[Records from a collection]

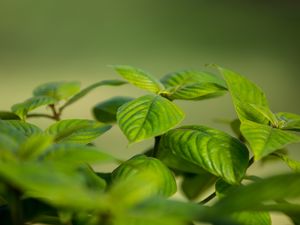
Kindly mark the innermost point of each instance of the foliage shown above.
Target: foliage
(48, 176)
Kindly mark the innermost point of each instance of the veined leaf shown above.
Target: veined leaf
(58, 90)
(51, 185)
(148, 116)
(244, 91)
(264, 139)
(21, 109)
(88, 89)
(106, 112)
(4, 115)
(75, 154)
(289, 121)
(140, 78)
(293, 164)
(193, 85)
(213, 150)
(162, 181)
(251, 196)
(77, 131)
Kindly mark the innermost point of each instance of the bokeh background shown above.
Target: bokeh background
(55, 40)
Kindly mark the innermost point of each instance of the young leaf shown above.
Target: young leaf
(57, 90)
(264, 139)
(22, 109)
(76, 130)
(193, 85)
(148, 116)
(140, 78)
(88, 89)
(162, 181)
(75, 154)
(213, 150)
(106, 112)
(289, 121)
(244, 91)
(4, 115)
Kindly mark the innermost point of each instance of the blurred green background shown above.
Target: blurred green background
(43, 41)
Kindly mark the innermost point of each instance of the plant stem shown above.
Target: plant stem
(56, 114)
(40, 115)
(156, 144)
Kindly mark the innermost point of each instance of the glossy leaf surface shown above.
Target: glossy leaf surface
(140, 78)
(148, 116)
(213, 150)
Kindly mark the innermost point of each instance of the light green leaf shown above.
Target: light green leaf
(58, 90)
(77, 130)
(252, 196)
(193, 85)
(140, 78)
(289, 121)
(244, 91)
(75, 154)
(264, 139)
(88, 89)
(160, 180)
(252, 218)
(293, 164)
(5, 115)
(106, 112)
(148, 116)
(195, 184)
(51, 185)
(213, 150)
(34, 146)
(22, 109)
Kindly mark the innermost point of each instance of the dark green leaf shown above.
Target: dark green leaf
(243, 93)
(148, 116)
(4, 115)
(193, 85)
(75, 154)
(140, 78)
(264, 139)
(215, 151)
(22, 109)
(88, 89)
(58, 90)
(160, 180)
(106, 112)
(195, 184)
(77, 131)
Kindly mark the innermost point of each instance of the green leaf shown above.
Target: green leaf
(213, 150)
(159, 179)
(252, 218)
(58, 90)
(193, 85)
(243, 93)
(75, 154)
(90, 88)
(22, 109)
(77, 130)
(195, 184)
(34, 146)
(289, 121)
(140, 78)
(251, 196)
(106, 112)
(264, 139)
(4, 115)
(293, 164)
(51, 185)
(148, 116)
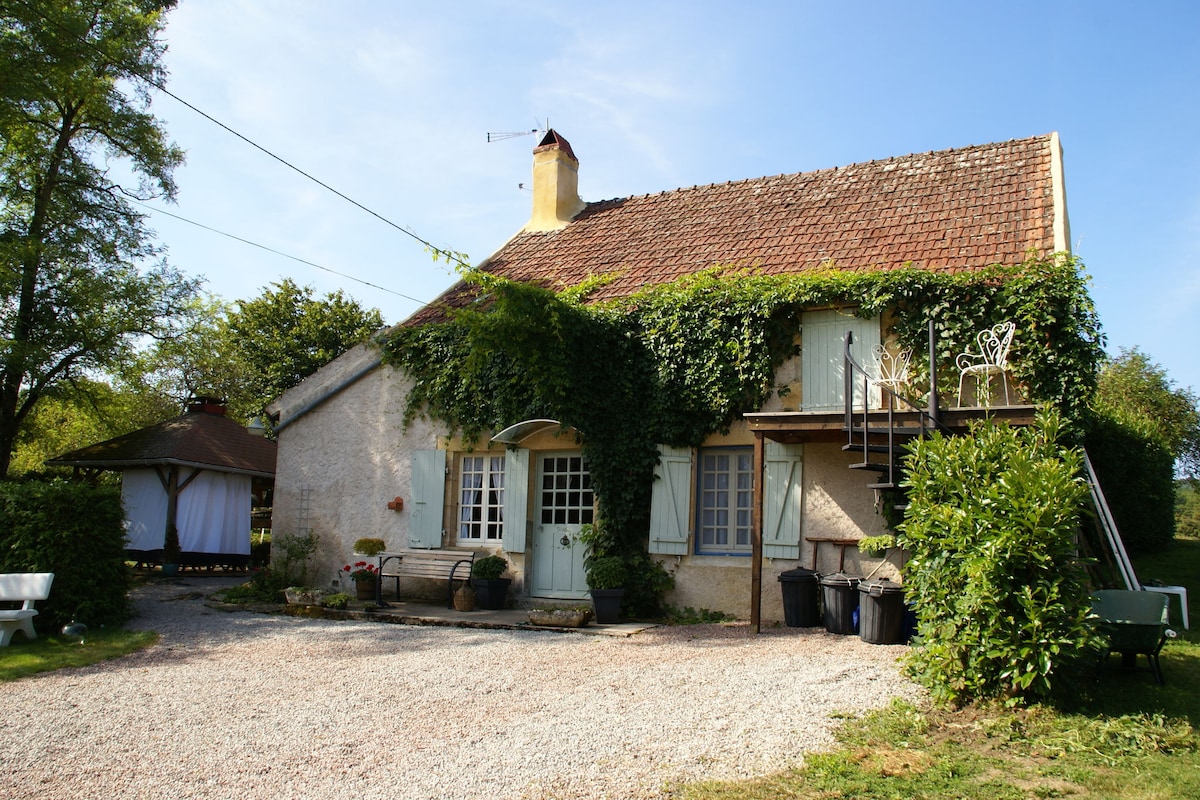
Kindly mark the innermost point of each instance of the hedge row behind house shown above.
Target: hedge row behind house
...
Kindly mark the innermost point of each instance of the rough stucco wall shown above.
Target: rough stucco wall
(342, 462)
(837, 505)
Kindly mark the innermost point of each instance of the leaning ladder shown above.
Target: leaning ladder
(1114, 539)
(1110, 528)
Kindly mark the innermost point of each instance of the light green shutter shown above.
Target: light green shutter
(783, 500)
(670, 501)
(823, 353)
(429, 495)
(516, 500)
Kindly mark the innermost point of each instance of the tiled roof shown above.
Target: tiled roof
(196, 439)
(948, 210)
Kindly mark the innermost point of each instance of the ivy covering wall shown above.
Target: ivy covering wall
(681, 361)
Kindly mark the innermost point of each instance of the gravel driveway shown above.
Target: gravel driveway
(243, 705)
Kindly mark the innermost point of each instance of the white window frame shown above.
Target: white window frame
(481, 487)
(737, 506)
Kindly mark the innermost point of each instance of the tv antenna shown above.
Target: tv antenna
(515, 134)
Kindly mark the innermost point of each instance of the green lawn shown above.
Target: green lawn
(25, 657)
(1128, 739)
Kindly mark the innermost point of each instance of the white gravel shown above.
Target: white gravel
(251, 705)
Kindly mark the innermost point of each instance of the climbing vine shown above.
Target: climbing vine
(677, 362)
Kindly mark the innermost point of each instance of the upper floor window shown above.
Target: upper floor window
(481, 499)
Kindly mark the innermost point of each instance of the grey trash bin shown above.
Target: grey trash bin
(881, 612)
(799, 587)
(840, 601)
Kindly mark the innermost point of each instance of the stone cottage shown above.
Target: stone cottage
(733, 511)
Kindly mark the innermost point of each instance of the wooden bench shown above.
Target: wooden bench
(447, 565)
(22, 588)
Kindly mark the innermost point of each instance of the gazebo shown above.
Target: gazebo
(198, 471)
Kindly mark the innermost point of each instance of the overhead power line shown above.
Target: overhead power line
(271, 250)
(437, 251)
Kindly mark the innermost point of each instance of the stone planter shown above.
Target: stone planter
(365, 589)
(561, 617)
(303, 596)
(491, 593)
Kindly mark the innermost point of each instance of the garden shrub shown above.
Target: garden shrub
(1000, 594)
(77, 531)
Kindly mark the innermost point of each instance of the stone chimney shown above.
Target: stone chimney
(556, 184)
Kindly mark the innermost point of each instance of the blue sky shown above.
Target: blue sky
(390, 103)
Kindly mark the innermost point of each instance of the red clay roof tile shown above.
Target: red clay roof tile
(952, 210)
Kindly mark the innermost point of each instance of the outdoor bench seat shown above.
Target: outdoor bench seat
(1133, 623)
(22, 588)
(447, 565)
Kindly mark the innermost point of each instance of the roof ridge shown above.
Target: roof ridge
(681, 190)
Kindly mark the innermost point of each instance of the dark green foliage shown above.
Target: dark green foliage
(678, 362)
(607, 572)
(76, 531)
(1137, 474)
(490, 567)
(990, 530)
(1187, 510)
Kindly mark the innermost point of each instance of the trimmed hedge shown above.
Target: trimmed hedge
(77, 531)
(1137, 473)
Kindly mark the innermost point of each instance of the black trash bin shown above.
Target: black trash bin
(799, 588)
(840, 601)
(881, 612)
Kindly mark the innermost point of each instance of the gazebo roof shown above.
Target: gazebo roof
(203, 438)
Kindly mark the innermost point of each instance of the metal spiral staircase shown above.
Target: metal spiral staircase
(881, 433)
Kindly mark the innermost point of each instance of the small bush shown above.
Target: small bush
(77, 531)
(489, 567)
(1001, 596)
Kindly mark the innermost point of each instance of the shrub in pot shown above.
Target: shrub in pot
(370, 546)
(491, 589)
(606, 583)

What is being asked: Would you copy each line of the records that contains "house"?

Result of the exercise:
Kindly mark the innermost point of each instance of the hedge row behind house shown above.
Target: hedge row behind house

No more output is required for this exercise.